• Exercise
Resume the article on remote depositions after its final sentence and carry on writing it.

• Reading text
* Begin *
This article is for PI attorneys whose remote-deposition practice is mature enough to have encountered the edge cases — the witness who joins from a coffee shop, the defense attorney who insists on keeping the camera off during breaks, the dispute over recording — and who want a current read on where the practice has settled.

What Resolution 505 Actually Recommends

Resolution 505 is short — eleven principles, each followed by brief explanatory commentary — but its recommendations cluster into four areas:

Technology competence. Attorneys are expected to be competent in the technology used for remote depositions. The resolution echoes the broader trend in legal ethics — captured in the 2012 amendment to Model Rule 1.1 comment 8 — that technological competence is now part of competent representation. For remote depositions specifically, this includes understanding the platform's recording capabilities, screen-sharing limitations, breakout-room functions, and security features.

Identity verification. The resolution recommends verifying the identity of all participants, particularly the witness, at the start of the proceeding. The default protocol most experienced attorneys now follow includes photo ID verification on camera, an on-the-record statement of the witness's identity, and confirmation that the witness understands they are testifying under oath.

Security and confidentiality. Resolution 505 emphasizes that platforms must protect the confidentiality of the proceeding, that unauthorized recording must be prevented, and that participants must be confirmed to be in secure locations. Various professional liability carriers have endorsed similar protocols, and some have begun making them effectively mandatory through their underwriting requirements.

Conduct of the deposition. The resolution addresses concerns about coaching, witness preparation, and the unique procedural questions that arise when participants are not in the same physical space — including stipulations or on-the-record statements about communications during breaks.

The resolution explicitly leaves jurisdictional rules to the jurisdictions. It is a baseline for best practice, not a uniform standard with enforcement mechanisms. Its practical force lies in the fact that opposing counsel, courts, and discovery referees now routinely treat it as the reference document when disputes arise.

Identity Verification: What the Record Should Show

Identity verification, as a practical matter, is now where many disputes begin. The defensible protocol — the one that a court asked to rule on a later dispute about who actually testified will find sufficient — has three components.

First, a visual identification at the start. The witness shows photo ID on camera, the court reporter notes the identification on the record, and the document is briefly captured (without zooming in to expose sensitive identifying numbers). Some practitioners ask the court reporter to retain a screenshot in the litigation support file; others rely on the verbal record.

Second, an on-the-record statement of identity, including the witness's full legal name, date of birth, and current address. This is the standard the court reporter administers as part of the oath.

Third, a room check. The questioning attorney asks the witness to confirm that they are alone in the room, to identify any electronic devices that are powered on, and to commit on the record to not communicating with anyone (including counsel) during the substantive portion of the deposition.

The room check is the component that has evolved most since 2023. Initial implementations were brief; current best practice includes confirming that no second screen, second device, or shared document is open in the witness's view, and that the witness understands that breaks are subject to their own rules.

The Coaching-During-Breaks Question

This is where Resolution 505 leaves the most room for genuine disagreement, and where the practice has not settled.
* End *
• Data excerpts
* Begin *
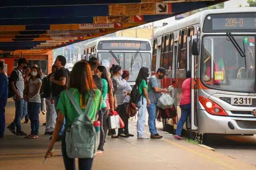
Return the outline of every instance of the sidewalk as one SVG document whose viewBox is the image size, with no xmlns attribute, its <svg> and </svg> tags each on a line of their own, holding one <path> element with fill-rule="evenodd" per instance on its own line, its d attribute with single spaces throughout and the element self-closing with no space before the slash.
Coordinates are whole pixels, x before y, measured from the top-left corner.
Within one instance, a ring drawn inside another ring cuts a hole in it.
<svg viewBox="0 0 256 170">
<path fill-rule="evenodd" d="M 11 103 L 8 101 L 7 120 L 12 120 L 13 114 Z M 45 117 L 40 115 L 41 124 L 44 122 L 43 119 Z M 22 125 L 25 132 L 29 131 L 30 125 Z M 129 128 L 130 132 L 136 134 L 136 127 L 130 125 Z M 145 127 L 145 134 L 149 136 L 148 128 Z M 60 156 L 60 142 L 56 143 L 54 156 L 45 164 L 42 164 L 50 141 L 50 136 L 42 134 L 44 128 L 40 126 L 39 138 L 35 139 L 24 139 L 6 131 L 5 138 L 0 140 L 0 170 L 64 169 L 62 157 Z M 138 140 L 135 137 L 111 138 L 108 136 L 105 151 L 102 155 L 96 156 L 93 169 L 256 169 L 255 166 L 223 154 L 185 141 L 174 140 L 170 134 L 163 132 L 160 133 L 164 136 L 160 140 Z"/>
</svg>

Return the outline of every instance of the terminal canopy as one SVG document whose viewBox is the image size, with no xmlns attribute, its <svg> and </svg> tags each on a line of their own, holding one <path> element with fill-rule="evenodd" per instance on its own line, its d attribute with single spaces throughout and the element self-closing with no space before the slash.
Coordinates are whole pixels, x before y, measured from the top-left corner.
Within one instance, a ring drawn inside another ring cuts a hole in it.
<svg viewBox="0 0 256 170">
<path fill-rule="evenodd" d="M 35 54 L 224 0 L 4 0 L 0 53 Z"/>
</svg>

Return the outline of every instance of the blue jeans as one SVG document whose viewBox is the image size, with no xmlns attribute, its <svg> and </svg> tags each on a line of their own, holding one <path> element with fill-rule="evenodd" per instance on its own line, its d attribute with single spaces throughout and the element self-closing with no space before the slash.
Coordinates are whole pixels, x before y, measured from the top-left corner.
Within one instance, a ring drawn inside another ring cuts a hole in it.
<svg viewBox="0 0 256 170">
<path fill-rule="evenodd" d="M 57 109 L 57 105 L 58 105 L 58 102 L 59 101 L 59 99 L 60 99 L 60 96 L 55 96 L 54 97 L 54 106 L 55 107 L 55 110 L 56 110 L 56 113 L 57 113 L 57 118 L 58 119 L 58 109 Z M 66 124 L 66 121 L 65 118 L 63 120 L 63 124 L 62 124 L 62 127 L 59 132 L 59 135 L 62 136 L 64 132 L 64 129 L 65 129 L 65 125 Z"/>
<path fill-rule="evenodd" d="M 151 135 L 157 133 L 156 127 L 157 109 L 156 103 L 153 103 L 147 108 L 148 113 L 148 127 Z"/>
<path fill-rule="evenodd" d="M 65 134 L 64 132 L 63 137 L 61 142 L 61 150 L 64 161 L 65 169 L 66 170 L 75 170 L 76 169 L 76 162 L 75 159 L 70 158 L 67 154 L 66 147 Z M 80 170 L 91 170 L 92 166 L 93 158 L 78 158 L 78 167 Z"/>
<path fill-rule="evenodd" d="M 39 133 L 39 109 L 40 103 L 28 102 L 28 113 L 30 121 L 31 133 L 32 134 L 38 135 Z"/>
<path fill-rule="evenodd" d="M 7 103 L 7 98 L 0 97 L 0 137 L 4 134 L 5 128 L 5 107 Z"/>
<path fill-rule="evenodd" d="M 15 118 L 10 126 L 15 128 L 16 127 L 16 132 L 19 132 L 22 130 L 20 121 L 28 114 L 27 110 L 27 102 L 21 99 L 20 101 L 15 100 Z"/>
<path fill-rule="evenodd" d="M 181 109 L 181 116 L 179 120 L 179 122 L 177 125 L 177 129 L 176 129 L 176 134 L 179 136 L 181 135 L 181 132 L 183 128 L 184 124 L 187 121 L 188 117 L 190 114 L 191 111 L 191 103 L 186 105 L 181 105 L 180 107 Z"/>
<path fill-rule="evenodd" d="M 143 104 L 142 105 L 142 100 Z M 146 98 L 142 97 L 140 101 L 141 107 L 139 109 L 138 114 L 138 121 L 137 122 L 137 135 L 138 137 L 142 136 L 144 133 L 144 127 L 146 122 L 146 113 L 147 109 L 147 100 Z"/>
</svg>

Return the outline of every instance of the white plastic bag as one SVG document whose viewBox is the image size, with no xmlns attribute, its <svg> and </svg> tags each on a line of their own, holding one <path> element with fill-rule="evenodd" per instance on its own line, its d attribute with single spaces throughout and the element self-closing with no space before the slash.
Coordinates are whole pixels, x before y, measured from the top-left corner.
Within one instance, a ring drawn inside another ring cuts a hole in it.
<svg viewBox="0 0 256 170">
<path fill-rule="evenodd" d="M 174 101 L 171 96 L 168 93 L 164 93 L 157 101 L 156 106 L 163 109 L 172 108 Z"/>
</svg>

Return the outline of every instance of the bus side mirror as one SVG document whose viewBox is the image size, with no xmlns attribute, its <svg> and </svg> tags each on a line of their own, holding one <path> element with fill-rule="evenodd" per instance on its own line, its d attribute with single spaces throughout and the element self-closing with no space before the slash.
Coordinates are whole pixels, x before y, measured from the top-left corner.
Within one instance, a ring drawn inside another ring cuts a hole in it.
<svg viewBox="0 0 256 170">
<path fill-rule="evenodd" d="M 191 53 L 193 55 L 198 55 L 200 53 L 200 46 L 201 43 L 200 39 L 196 38 L 193 39 Z"/>
</svg>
* End *
• Output for this task
The traditional rule, articulated in Hall v. Clifton Precision Products Co., 150 F.R.D. 525 (E.D. Pa. 1993), is that an attorney may not confer with a witness during deposition testimony except on questions of privilege. Whether this extends to breaks — and especially to breaks the witness requests — is contested.

The hard-line view, increasingly common in plaintiff's-bar practice, is that breaks during testimony should be treated the same as the substantive portion: no communication between the witness and defending counsel about the substance of testimony. This view is supported by Hall and by the cluster of cases following it that find conferences during breaks to constitute impermissible witness coaching.

The more permissive view, common among defense attorneys, is that breaks (especially scheduled lunch breaks) are not part of testimony and that ordinary attorney-client communication is permissible during them. This view typically distinguishes between breaks that occur mid-line-of-questioning (more restricted) and breaks at natural transition points (less restricted).

Resolution 505 does not resolve this dispute. Its commentary suggests that stipulations or on-the-record statements about break-time conduct should address the question explicitly. The practical implication is that the questioning attorney who cares about this issue should raise it at the start of the deposition, get an on-the-record agreement, and treat any departure from that agreement as a basis for later motion practice.

The defensible practice for defending counsel — particularly in PI cases where the deposition transcript will drive settlement value — is to confirm at the start of the deposition that no communications with the witness about substantive testimony will occur during breaks, regardless of duration. The defending attorney who wishes to preserve their right to confer with the client about strategy, scheduling, or non-substantive matters can carve those out explicitly.

Jurisdictional Rule Updates Since Resolution 505

Several jurisdictions have updated their procedural rules in response to remote-deposition practice, with varying degrees of alignment to Resolution 505.

Some federal districts have adopted standing orders requiring remote-deposition protocols similar to the resolution's recommendations. Others have left the question to individual case management.

State court treatment varies. Some states have amended their civil procedure rules to explicitly authorize remote depositions and to set forth identity-verification requirements. Others continue to operate under the pre-2020 framework, treating remote depositions as authorized by agreement or by court order but without specific protocol requirements.

A practical implication: in cases where remote depositions are proposed and the jurisdiction lacks specific rules, the operative document is typically a stipulation between counsel. Resolution 505 supplies the template most stipulations now draw from. Plaintiff's attorneys who circulate proposed stipulations citing Resolution 505 typically establish the protocol on favorable terms; those who agree to undefined remote-deposition arrangements without protocol terms often find themselves in disputes about identity, coaching, or recording later.

Security: What's Changed Since 2020

The security architecture for remote depositions has matured significantly. The risks that initially drove concern — Zoom-bombing, unauthorized recording, eavesdropping by household members — are now addressed by platform-level controls and procedural protocols. Current best practice includes:

  • Use of a legal-specific platform (rather than consumer Zoom) that supports waiting rooms, controlled admission, role-based permissions, and integrated court-reporting workflows.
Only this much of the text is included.